(A block of data)
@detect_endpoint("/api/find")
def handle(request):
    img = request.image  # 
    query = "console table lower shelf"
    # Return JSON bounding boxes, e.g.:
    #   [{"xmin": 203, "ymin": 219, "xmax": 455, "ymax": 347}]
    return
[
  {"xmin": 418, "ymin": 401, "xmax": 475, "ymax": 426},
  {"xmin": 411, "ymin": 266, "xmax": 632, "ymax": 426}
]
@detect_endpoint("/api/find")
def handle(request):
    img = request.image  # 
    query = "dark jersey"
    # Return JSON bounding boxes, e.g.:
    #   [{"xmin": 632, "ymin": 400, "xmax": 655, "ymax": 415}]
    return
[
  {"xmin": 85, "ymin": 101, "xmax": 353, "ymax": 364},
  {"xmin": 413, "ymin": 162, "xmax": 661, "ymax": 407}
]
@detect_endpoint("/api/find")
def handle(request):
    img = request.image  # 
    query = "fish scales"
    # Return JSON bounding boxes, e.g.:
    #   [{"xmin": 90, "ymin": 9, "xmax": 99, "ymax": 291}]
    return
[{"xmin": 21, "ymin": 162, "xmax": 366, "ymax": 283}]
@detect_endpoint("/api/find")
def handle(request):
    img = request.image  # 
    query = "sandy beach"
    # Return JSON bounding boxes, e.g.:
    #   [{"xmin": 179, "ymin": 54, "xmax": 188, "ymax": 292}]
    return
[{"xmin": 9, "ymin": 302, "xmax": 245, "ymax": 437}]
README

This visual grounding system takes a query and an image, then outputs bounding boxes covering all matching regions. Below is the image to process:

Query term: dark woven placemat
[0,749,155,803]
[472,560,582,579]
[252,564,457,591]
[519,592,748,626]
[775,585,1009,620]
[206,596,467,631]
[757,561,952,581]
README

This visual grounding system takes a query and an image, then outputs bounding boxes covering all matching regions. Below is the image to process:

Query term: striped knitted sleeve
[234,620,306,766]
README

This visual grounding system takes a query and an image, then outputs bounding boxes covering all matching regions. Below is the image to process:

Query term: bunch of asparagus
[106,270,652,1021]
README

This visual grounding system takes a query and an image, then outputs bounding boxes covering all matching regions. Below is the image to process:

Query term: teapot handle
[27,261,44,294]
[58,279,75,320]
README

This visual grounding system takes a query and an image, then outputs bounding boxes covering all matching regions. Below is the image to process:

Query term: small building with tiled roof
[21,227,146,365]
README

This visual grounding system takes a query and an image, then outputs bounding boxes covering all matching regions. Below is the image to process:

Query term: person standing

-- WHAT TO WORK ON --
Return each line of the records above that contains the word "dark", copied without changes.

-- WRITTEN RESPONSE --
    query = "dark jersey"
Query term: dark woven placemat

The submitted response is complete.